本文抜粋:
本開示の例示的実施形態は、クリーニング方法、基板の処理方法及びプラズマ処理装置に関する。
【背景技術】
【0002】
静電チャック表層の残留電荷による吸着を抑制する技術として、特許文献1に記載された技術がある。
【先行技術文献】
【特許文献】
【0003】
【特許文献1】特開2014-56928号公報
【発明の概要】
【発明が解決しようとする課題】
【0004】
プラズマ処理装置のクリーニング時に静電チャック表面が帯電する。本開示は、静電チャック表面の帯電量を低減可能な技術を提供する。
【課題を解決するための手段】
【0005】
本開示の一つの例示的実施形態において、(a)プラズマ処理装置のチャンバ内の静電チャックに基板が保持されていない状態で、チャンバ内にプラズマを生成する工程と、(b)(a)のプラズマが生成されている状態で、静電チャックに電圧を印加して静電チャック表面の帯電量を下げる工程と、を有する、クリーニング方法が提供される。
【発明の効果】
【0006】
本開示の一つの例示的実施形態によれば、静電チャック表面の帯電量を低減可能な技術を提供することができる。
【図面の簡単な説明】
【0007】
図1】プラズマ処理装置の一例を概略的に示す図である。
図2】リフトピンを有する本体部の一例を模式的に示す図である。
図3】基板処理システムの一例を概略的に示す図である。
図4】基板の処理方法のシーケンスの一例を説明するための図である。
図5】第2のクリーニング処理の一例を示すフローチャートである。
図6】第2のクリーニング処理の処理ガス供給、高周波電力供給、静電チャックへの電圧印加のシーケンスの一例を示す図である。
図7】静電チャックの表面の帯電状態の一例を説明するための図である。
図8A】本クリーニング方法を適用しなかった場合の、クリーニング処理後の静電チャック表面の帯電状態の一例を模式的に示す図である。
図8B】本クリーニング方法を適用しなかった場合の、次のプラズマ処理の際の静電チャック表面の帯電状態の一例を模式的に示す図である。
図8C】本クリーニング方法を適用しなかった場合の、次のプラズマ処理後の静電チャック表面の帯電状態の一例を模式的に示す図である。
図9A】本クリーニング方法を適用した場合の、クリーニング処理後の静電チャック表面の帯電状態の一例を模式的に示す図である。
図9B】本クリーニング方法を適用した場合の、次のプラズマ処理の際の静電チャック表面の帯電状態の一例を模式的に示す図である。
図9C】本クリーニング方法を適用した場合の、次のプラズマ処理後の静電チャック表面の帯電状態の一例を模式的に示す図である。
図10】リフトピンのトルク差分と印加電圧との関係を示すグラフである。
図11】残留電荷差分と印加電圧との関係を示すグラフである。
図12】本クリーニング方法によるパーティクル量の低減効果を示すグラフである。

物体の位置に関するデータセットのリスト
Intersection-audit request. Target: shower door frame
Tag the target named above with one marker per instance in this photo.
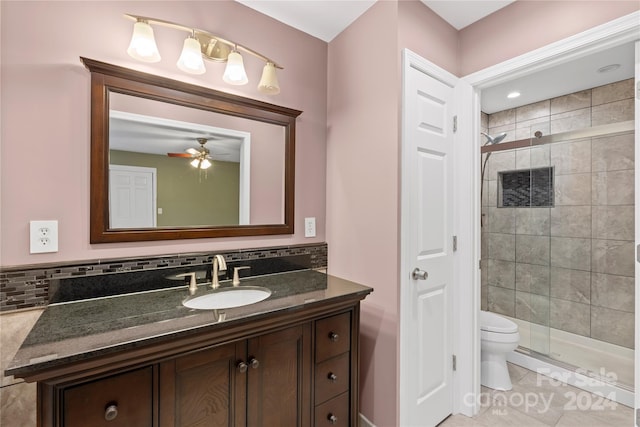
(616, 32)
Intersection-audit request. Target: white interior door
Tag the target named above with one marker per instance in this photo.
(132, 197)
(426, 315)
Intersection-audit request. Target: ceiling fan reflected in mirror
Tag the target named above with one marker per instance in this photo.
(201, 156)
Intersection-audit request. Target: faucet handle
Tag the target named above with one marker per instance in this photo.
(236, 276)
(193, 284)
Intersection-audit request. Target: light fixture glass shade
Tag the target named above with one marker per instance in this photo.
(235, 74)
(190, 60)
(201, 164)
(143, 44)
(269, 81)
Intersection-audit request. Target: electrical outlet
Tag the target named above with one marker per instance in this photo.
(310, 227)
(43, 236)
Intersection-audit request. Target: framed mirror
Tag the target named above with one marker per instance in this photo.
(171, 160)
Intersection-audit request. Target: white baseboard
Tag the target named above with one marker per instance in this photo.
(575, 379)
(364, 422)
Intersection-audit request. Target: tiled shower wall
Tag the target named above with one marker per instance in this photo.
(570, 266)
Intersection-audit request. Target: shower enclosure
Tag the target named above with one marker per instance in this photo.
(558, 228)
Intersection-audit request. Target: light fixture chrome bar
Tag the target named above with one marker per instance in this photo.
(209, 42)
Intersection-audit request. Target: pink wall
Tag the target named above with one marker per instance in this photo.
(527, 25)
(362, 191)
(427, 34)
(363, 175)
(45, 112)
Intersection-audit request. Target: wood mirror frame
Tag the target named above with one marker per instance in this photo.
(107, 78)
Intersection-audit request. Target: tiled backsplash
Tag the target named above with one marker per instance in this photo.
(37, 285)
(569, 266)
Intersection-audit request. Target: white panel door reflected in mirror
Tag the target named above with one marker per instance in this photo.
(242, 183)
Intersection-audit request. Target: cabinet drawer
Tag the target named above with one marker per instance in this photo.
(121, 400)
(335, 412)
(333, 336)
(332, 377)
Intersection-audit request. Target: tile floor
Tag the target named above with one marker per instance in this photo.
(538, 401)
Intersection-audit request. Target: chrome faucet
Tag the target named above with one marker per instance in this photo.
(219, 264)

--

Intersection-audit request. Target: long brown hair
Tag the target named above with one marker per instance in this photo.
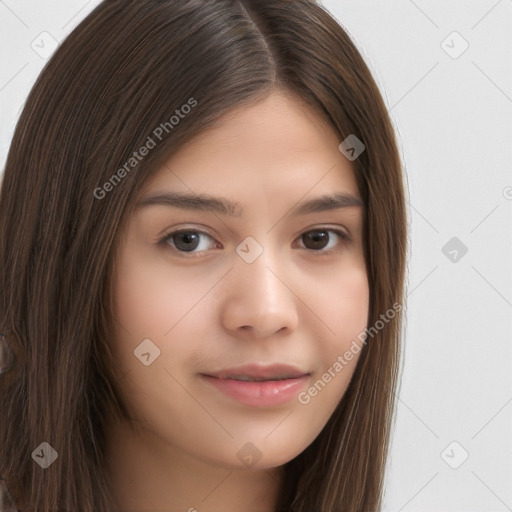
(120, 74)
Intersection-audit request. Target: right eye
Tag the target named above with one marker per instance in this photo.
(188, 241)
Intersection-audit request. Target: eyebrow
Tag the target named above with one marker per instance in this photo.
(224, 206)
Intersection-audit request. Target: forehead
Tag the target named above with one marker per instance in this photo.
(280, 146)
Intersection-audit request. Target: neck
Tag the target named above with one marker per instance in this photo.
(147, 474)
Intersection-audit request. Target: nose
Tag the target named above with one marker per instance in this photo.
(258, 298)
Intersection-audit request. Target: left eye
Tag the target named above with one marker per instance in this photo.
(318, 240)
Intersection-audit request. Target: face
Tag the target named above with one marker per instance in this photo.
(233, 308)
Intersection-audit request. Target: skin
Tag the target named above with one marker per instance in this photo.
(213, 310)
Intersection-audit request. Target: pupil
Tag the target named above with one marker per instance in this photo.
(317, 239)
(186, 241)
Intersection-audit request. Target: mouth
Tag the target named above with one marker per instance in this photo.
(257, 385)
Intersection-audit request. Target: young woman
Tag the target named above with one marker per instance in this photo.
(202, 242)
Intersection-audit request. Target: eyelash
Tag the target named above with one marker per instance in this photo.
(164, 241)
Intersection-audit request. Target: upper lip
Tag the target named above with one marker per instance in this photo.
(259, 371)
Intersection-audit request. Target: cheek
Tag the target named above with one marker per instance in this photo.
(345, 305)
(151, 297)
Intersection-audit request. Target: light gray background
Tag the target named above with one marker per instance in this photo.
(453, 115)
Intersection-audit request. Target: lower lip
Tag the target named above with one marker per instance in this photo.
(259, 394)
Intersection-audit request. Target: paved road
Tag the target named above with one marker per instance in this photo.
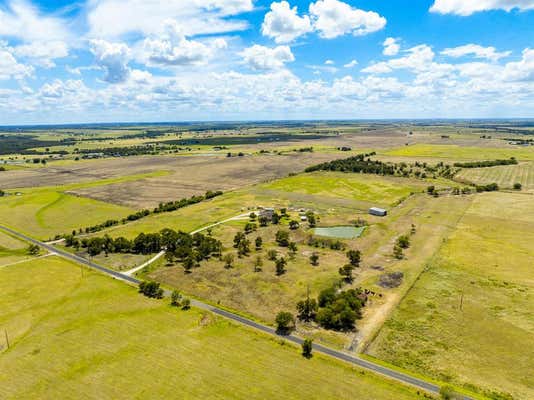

取り組む課題:
(1) 次の(a)〜(c)が本文抜粋の内容と一致するかを判断し、それぞれ「はい」か「いいえ」で答えてください。各判断の根拠となる本文の語句をそのまま引用してください。(a) クリーニング方法では、静電チャックに基板が保持されていない状態でチャンバ内にプラズマを生成する。(b) 静電チャックへの電圧印加は、プラズマの生成を止めた後に行う。(c) 図10は、残留電荷差分と印加電圧との関係を示すグラフである。
(2) リストのうち、文字列「tiled」を含む行はいくつありますか。数だけを答えてください。大文字と小文字は区別します。

解答例:
(1)
(a) はい。「静電チャックに基板が保持されていない状態で、チャンバ内にプラズマを生成する工程」
(b) いいえ。「(a)のプラズマが生成されている状態で、静電チャックに電圧を印加して静電チャック表面の帯電量を下げる工程」
(c) いいえ。「リフトピンのトルク差分と印加電圧との関係を示すグラフである」

(2) 2